▶ [DATASET EXTRACT]
+ + + + +
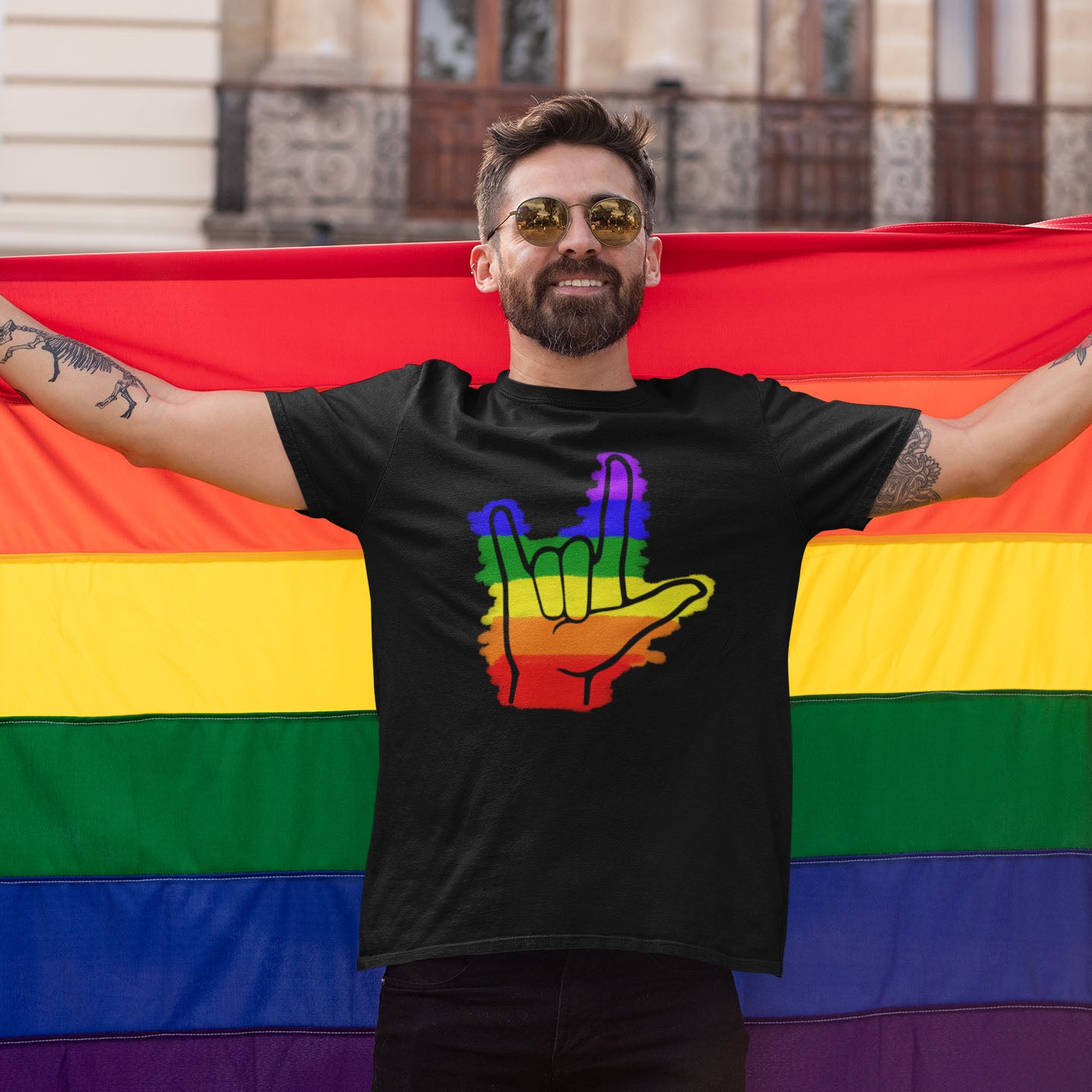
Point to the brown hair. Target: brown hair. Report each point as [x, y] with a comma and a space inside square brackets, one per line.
+ + + + +
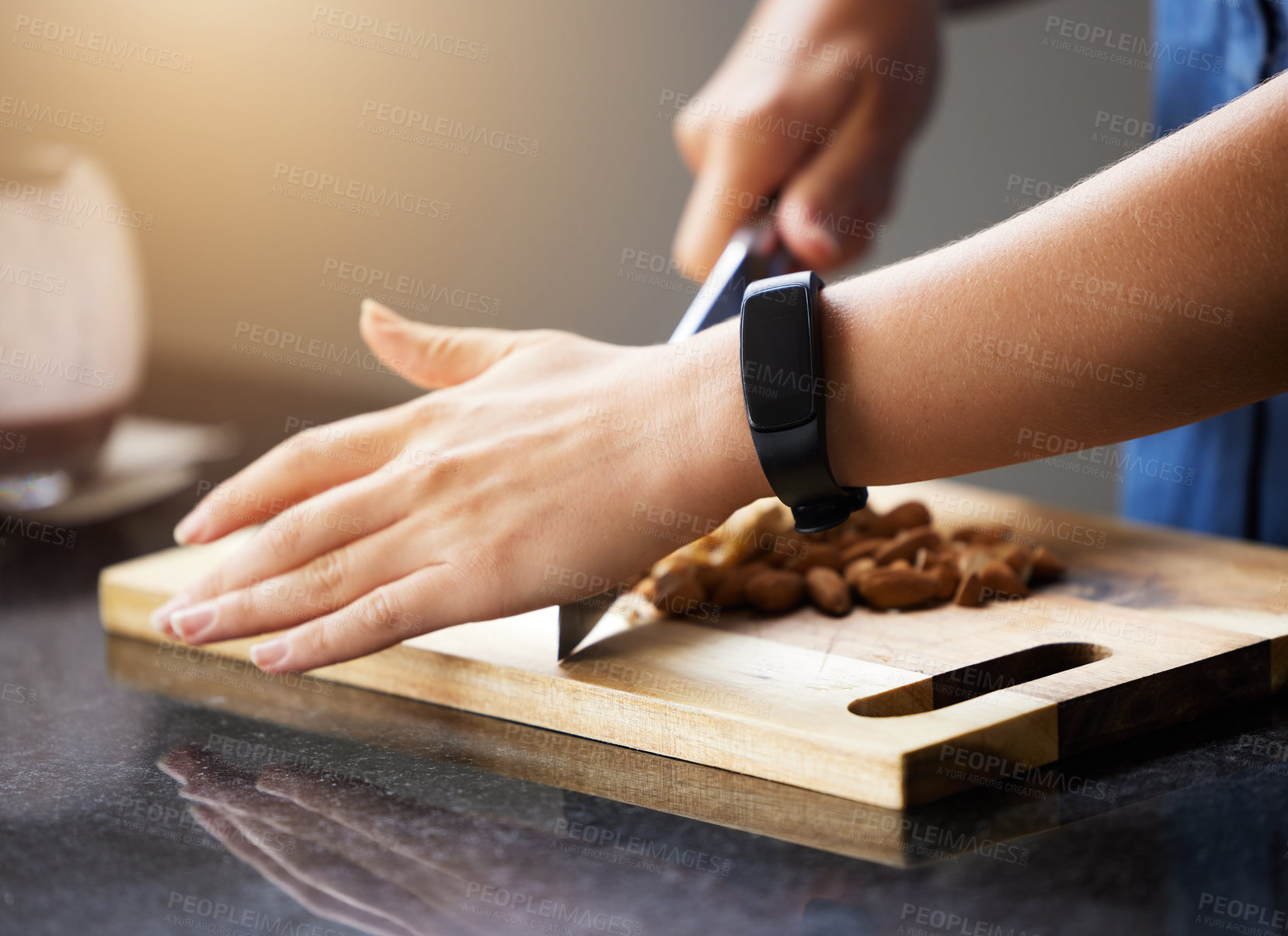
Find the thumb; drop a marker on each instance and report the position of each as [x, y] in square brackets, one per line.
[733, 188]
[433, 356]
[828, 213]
+ + + + +
▶ [TASK]
Return every line of the records that contains the string "each", treating uppercase and lowercase as distinct.

▶ [RESPONSE FOR THIS EXERCISE]
Point to the brown hair. Target: brown hair. Report each point as [x, y] with a comma and a space inside square brackets, one per line.
Find the thumb; drop a marker on each instance and report the position of each as [x, y] in square brackets, one per line.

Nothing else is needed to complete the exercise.